## Brief
In the data below, find the line containing "Pick out a point on every instance of the dresser", then set down that line and every later line up to and including the line containing "Target: car rear window", exactly.

## Data to process
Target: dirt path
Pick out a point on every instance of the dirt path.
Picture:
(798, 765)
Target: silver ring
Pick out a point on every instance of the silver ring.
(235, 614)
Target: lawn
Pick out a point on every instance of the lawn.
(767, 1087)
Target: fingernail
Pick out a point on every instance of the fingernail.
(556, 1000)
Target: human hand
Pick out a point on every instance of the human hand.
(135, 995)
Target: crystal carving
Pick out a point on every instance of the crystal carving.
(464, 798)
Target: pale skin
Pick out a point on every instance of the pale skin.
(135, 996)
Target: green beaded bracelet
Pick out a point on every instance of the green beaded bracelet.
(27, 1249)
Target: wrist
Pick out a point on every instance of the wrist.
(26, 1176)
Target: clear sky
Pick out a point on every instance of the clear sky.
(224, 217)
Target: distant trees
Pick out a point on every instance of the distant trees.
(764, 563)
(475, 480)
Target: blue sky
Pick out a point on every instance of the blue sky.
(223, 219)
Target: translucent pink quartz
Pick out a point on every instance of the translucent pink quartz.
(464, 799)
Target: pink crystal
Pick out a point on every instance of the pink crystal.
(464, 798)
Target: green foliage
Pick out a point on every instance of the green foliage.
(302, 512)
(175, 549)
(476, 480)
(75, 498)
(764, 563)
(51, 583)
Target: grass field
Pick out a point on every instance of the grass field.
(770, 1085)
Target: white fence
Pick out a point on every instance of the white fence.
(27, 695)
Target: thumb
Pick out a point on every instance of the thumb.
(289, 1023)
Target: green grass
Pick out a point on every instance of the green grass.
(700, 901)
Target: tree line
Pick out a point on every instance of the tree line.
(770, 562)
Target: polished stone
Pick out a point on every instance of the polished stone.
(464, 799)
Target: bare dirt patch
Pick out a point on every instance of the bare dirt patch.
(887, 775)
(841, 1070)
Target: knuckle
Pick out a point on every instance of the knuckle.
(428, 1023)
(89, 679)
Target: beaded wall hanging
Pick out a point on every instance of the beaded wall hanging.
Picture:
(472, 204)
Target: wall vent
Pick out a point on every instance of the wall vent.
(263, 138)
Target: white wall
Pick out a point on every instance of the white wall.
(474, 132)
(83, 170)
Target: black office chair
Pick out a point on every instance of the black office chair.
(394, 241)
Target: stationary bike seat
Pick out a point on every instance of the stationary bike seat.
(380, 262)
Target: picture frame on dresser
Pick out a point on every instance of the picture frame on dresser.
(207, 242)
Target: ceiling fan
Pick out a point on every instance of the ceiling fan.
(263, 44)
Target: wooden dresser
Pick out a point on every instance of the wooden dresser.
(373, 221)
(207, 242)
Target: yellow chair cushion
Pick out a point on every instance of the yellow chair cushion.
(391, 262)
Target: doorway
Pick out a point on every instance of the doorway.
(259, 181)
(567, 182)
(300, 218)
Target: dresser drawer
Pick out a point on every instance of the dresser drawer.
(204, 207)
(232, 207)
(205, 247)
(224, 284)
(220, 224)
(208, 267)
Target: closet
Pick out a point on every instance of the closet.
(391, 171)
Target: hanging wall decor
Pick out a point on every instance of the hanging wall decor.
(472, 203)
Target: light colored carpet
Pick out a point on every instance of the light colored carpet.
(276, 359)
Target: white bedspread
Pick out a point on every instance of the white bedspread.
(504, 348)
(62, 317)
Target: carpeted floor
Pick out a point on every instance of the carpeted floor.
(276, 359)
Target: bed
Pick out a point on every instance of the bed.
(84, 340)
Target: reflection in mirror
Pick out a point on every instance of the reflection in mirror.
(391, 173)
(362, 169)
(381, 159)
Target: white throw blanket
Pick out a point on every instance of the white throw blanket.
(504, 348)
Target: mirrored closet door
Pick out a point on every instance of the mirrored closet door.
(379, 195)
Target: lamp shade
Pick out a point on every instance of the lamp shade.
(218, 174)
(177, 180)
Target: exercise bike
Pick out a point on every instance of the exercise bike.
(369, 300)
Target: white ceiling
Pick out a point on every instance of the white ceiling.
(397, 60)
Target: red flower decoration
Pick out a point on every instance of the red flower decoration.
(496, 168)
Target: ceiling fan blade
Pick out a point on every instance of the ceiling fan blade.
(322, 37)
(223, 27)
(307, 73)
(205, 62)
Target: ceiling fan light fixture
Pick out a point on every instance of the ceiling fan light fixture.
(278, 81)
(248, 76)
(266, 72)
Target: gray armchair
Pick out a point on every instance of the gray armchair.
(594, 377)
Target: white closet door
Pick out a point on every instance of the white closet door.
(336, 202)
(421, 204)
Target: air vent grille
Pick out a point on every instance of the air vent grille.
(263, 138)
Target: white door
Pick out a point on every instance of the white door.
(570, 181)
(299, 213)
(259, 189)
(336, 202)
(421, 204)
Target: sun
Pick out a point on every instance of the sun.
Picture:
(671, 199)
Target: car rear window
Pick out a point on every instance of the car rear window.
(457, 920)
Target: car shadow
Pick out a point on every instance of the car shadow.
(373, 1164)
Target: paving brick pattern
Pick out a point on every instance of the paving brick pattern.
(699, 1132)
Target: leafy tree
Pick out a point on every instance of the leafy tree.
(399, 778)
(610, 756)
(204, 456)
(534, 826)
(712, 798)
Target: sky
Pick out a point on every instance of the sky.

## Solution to the problem
Pick out a point on every instance of the dresser drawer.
(204, 207)
(232, 207)
(205, 247)
(224, 284)
(220, 224)
(208, 267)
Target: closet
Pick out a point on every instance of the closet.
(391, 171)
Target: hanging wall decor
Pick out a point on every instance of the hanging wall decor.
(472, 203)
Target: light colored carpet
Pick out a point on every instance of the light colored carpet.
(276, 359)
Target: white bedspread
Pick out a point on every instance of the white bedspread.
(504, 348)
(62, 317)
Target: carpeted floor
Pick out a point on every instance of the carpeted floor.
(276, 359)
Target: bed
Pick out a point on every instance of the bed.
(84, 340)
Target: reflection in mirror
Pick out a point on every instance of the reflection in mirror.
(391, 173)
(362, 169)
(381, 159)
Target: white throw blanket
Pick out a point on every instance of the white throw blanket.
(504, 348)
Target: mirrored closet door
Pick out a point on every instance of the mirrored closet door.
(379, 195)
Target: lamp shade
Pick out a point on every instance of the lamp shade.
(218, 174)
(177, 180)
Target: exercise bike
Pick out a point on every instance of the exercise bike.
(369, 300)
Target: white ceiling
Pick out a point on every instance of the white ceiling.
(397, 60)
Target: red flower decoration
Pick out a point on every instance of the red flower decoration.
(496, 168)
Target: ceiling fan blade
Pick out a point on every instance of the ceiling fan blade.
(322, 37)
(223, 27)
(307, 73)
(205, 62)
Target: ceiling fan light fixture
Pick out a point on every instance of the ceiling fan light fixture.
(278, 81)
(248, 76)
(266, 72)
Target: gray armchair
Pick out a point on every instance of the gray armchair.
(594, 377)
Target: white closet door
Pick out a point on every instance of the white closet door.
(336, 202)
(421, 204)
Target: air vent grille
Pick out a point on every instance of the air vent grille.
(263, 138)
Target: white door
Pick out a point on every instance of the white door.
(570, 181)
(299, 213)
(259, 189)
(336, 202)
(421, 204)
Target: sun
Pick out a point on every instance of the sun.
Picture:
(671, 199)
Target: car rear window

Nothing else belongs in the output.